◆ WRITTEN EXERCISE
Please quote the part of the listing below that begins with the line containing "screw cap --coords pixels" and continues through the end of the listing.

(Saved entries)
--------------------

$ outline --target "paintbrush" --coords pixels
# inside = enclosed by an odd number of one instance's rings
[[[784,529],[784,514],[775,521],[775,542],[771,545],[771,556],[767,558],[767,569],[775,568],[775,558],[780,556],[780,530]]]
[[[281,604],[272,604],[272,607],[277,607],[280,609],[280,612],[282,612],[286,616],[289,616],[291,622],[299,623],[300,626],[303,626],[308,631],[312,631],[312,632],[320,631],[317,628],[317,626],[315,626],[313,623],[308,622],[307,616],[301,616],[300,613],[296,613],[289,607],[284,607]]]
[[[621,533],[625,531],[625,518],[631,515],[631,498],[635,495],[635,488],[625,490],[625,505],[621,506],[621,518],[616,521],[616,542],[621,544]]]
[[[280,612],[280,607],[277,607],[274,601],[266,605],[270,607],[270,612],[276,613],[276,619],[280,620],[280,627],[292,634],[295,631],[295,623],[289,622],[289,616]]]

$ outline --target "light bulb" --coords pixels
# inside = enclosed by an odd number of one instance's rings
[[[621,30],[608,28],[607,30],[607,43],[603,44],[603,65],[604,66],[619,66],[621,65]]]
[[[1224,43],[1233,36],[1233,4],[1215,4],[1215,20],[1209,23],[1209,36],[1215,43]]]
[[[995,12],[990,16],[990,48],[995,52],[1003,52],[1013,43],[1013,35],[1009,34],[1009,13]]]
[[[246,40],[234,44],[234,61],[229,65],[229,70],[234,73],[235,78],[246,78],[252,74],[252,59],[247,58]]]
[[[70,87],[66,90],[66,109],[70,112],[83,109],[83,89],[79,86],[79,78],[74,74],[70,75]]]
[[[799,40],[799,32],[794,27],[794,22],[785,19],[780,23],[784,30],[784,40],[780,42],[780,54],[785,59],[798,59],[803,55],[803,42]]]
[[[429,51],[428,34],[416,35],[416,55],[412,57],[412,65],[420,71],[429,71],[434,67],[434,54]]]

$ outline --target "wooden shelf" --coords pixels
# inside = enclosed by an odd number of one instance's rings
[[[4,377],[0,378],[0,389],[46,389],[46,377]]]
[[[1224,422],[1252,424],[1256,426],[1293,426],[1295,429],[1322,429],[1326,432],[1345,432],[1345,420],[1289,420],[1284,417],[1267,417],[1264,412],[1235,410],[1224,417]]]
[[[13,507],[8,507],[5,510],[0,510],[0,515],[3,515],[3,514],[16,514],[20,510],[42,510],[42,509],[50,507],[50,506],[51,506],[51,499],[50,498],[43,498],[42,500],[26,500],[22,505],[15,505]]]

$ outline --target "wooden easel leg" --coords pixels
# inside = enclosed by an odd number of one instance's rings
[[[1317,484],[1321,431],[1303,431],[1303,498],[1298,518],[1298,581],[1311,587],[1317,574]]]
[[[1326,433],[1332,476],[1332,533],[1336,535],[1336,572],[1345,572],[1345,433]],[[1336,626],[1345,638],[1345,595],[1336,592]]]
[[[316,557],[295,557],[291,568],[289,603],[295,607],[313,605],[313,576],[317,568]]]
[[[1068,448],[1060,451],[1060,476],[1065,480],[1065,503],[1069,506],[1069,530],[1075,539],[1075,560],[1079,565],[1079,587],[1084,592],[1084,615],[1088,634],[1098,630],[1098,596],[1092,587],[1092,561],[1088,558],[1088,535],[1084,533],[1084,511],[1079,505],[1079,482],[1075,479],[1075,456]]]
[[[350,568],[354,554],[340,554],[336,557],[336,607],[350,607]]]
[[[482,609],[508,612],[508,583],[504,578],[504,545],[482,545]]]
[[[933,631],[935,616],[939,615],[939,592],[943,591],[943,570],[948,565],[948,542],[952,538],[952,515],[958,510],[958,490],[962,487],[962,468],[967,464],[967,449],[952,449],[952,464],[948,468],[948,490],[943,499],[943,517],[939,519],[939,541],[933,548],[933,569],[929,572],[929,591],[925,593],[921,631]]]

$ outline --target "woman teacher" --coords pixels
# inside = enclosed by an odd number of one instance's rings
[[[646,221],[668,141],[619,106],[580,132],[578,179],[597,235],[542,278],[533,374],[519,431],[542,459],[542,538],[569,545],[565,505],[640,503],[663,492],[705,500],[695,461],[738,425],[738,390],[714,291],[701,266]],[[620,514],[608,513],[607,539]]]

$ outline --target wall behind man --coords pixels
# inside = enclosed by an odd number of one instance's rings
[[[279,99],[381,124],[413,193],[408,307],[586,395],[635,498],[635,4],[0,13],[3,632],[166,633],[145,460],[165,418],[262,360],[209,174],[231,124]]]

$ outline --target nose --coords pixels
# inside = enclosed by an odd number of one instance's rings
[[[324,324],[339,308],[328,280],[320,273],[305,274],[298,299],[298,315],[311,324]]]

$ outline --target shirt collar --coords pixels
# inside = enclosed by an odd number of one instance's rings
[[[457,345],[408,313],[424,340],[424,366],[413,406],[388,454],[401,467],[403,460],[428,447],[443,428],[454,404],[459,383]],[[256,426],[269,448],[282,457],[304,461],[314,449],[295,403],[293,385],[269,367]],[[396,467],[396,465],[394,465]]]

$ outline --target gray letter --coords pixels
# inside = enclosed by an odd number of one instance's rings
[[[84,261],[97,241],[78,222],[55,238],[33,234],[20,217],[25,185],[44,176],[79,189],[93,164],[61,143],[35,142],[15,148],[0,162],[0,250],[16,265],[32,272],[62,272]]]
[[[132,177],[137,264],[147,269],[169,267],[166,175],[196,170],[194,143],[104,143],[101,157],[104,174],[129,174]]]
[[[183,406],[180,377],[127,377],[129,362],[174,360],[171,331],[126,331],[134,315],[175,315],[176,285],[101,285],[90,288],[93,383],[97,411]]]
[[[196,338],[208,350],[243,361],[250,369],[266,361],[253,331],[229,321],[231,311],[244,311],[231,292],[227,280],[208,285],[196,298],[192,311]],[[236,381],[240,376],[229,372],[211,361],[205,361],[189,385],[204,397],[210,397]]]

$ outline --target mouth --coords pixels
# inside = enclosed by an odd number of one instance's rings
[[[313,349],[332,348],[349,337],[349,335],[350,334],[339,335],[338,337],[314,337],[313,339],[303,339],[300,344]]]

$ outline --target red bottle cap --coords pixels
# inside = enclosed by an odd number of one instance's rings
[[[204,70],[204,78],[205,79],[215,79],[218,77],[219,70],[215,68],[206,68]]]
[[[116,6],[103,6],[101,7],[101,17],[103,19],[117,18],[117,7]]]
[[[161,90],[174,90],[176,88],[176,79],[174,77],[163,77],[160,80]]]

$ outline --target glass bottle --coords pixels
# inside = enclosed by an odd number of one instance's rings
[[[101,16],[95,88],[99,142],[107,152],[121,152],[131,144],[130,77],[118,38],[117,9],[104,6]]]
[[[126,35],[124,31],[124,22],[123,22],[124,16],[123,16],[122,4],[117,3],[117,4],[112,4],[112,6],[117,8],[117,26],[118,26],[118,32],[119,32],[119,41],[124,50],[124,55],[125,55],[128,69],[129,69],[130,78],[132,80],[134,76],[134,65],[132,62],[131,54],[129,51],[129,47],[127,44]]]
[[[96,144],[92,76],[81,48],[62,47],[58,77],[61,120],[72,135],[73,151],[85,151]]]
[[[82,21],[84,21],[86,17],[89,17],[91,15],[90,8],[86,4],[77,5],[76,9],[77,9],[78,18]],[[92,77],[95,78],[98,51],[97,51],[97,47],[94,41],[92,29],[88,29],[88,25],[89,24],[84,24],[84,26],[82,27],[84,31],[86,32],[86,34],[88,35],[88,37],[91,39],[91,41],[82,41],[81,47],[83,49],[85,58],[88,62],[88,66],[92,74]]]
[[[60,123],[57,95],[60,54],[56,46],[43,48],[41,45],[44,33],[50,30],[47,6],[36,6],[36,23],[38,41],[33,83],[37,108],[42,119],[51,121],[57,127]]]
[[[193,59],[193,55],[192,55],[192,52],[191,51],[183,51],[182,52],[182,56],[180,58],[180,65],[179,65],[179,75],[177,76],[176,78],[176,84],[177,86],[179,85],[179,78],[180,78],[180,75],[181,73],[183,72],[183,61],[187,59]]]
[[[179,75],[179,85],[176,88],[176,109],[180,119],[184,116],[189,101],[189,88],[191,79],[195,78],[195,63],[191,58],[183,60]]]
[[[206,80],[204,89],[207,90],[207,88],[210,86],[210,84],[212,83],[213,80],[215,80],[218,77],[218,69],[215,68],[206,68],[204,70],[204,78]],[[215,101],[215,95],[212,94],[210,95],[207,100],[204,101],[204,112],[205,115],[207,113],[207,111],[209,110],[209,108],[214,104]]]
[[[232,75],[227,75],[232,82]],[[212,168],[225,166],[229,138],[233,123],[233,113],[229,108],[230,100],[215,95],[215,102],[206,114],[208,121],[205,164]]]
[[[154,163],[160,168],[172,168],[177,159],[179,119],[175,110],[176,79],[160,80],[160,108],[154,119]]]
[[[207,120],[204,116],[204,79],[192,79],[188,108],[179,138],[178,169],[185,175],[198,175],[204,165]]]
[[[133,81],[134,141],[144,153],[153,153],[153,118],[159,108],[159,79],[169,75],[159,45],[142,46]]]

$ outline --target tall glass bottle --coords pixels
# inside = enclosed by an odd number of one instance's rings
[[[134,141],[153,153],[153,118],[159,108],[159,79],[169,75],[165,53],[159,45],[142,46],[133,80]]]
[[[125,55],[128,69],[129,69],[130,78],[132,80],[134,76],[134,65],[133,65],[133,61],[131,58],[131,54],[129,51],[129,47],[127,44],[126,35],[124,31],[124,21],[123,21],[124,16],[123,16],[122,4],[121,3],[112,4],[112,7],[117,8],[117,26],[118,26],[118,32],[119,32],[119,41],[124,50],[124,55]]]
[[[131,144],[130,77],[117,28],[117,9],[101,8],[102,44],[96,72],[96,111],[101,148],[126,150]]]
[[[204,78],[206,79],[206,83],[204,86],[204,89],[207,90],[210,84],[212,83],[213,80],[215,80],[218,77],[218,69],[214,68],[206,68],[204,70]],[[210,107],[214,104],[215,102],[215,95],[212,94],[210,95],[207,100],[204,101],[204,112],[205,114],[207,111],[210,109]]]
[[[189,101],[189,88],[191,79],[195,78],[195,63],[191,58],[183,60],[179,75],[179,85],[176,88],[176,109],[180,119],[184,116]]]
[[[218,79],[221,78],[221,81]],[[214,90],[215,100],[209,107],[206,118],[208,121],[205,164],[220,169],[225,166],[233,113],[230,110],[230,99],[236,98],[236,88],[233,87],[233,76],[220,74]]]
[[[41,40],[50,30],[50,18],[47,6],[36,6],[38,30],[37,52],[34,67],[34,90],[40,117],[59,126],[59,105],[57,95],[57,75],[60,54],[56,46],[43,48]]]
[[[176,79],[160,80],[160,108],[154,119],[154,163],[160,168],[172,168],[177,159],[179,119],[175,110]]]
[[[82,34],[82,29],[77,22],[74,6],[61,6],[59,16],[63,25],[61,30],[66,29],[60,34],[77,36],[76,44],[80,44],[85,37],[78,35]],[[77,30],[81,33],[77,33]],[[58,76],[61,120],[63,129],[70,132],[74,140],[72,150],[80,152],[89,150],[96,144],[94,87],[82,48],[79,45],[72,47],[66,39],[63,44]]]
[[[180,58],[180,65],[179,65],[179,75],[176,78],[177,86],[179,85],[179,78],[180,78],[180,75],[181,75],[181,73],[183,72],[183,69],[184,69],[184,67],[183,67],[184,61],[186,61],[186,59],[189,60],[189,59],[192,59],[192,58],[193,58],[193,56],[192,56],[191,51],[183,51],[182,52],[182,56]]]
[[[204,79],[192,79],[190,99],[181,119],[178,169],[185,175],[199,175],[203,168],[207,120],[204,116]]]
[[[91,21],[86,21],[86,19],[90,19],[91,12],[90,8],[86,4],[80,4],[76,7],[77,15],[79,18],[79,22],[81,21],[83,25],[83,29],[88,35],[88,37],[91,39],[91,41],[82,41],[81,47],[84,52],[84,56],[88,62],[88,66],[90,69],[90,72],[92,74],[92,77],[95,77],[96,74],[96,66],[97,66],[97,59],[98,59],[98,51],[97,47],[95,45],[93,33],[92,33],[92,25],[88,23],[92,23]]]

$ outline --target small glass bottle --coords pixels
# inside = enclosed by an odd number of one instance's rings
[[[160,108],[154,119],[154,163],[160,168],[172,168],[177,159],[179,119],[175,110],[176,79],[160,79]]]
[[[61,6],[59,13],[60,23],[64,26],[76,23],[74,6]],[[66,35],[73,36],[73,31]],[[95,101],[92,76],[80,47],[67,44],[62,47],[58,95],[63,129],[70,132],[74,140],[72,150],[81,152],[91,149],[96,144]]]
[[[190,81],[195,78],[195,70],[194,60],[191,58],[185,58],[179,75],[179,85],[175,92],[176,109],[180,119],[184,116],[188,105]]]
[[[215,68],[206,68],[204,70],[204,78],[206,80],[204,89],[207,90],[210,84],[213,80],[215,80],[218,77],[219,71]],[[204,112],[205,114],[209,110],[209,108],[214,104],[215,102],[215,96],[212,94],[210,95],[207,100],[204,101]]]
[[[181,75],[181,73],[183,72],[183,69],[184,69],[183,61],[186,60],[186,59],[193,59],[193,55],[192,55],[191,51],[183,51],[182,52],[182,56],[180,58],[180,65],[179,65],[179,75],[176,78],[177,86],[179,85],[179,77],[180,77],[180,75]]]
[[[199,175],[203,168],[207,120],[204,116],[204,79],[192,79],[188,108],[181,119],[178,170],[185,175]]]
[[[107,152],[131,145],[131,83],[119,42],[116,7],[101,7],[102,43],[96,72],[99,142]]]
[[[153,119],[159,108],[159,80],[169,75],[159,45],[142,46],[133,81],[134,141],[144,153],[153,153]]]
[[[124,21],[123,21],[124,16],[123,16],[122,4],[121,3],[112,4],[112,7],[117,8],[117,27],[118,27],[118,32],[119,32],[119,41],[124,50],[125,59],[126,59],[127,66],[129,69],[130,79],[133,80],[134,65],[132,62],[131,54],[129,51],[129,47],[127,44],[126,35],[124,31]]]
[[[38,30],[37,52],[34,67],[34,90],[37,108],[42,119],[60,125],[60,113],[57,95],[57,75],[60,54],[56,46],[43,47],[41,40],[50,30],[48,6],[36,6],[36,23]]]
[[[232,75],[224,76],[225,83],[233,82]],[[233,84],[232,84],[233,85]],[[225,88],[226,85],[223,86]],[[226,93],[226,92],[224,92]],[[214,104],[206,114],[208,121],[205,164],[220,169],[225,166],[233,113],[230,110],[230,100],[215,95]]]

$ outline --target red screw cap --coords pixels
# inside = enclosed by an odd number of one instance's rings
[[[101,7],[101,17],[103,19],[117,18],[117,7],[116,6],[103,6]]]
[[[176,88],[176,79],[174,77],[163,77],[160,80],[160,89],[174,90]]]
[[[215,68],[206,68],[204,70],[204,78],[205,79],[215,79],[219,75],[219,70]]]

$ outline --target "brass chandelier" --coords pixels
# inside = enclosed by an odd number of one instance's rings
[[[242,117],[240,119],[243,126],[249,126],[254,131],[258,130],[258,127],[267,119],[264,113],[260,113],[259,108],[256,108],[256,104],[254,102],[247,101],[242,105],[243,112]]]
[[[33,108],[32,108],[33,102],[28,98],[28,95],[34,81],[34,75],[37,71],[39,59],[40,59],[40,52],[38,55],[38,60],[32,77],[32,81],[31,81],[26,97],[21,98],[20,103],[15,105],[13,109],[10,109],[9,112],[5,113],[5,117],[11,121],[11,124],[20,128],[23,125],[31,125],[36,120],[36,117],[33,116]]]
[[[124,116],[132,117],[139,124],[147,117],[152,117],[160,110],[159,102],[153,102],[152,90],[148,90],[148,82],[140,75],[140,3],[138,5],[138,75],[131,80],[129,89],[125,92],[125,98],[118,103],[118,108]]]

--------------------

◆ TASK SOLUTION
$ outline --target red screw cap --coords pixels
# inside = enclosed by an odd number of one instance's rings
[[[101,7],[101,17],[103,19],[117,18],[117,7],[116,6],[103,6]]]
[[[176,88],[176,79],[174,77],[163,77],[160,80],[160,89],[174,90]]]
[[[215,68],[206,68],[204,70],[204,78],[205,79],[215,79],[219,75],[219,70]]]

$ outline --target "brass chandelier" --coords pixels
# inside = enclosed by an odd number of one instance's rings
[[[242,117],[240,119],[243,126],[249,126],[254,131],[258,130],[258,127],[267,119],[264,113],[260,113],[259,108],[256,108],[256,104],[254,102],[247,101],[242,105],[243,112]]]
[[[33,108],[32,108],[33,102],[28,98],[28,95],[34,81],[34,75],[37,71],[39,59],[40,59],[40,52],[38,55],[38,60],[32,77],[32,81],[31,81],[26,97],[21,98],[20,103],[15,105],[13,109],[10,109],[9,112],[5,113],[5,117],[11,121],[11,124],[20,128],[23,125],[31,125],[36,120],[36,117],[33,116]]]
[[[124,116],[132,117],[139,124],[147,117],[152,117],[160,110],[159,102],[153,102],[152,90],[148,90],[148,82],[140,75],[140,3],[138,5],[138,75],[131,80],[129,89],[125,92],[125,98],[118,103],[118,108]]]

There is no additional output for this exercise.